(Annotated coordinate records)
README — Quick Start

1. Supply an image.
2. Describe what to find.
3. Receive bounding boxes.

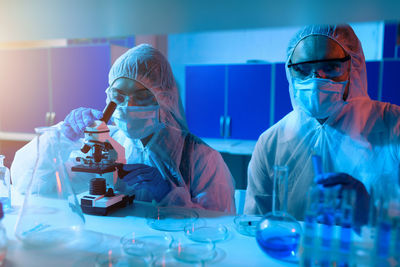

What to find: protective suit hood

** Written request **
Copy out every line of the material above word for word, leaving out the pictures.

** Solution to this problem **
README — Quick Start

1. Supply an image.
2. Describe what to find.
3. Receive bounding boxes.


What to find: protective suit hood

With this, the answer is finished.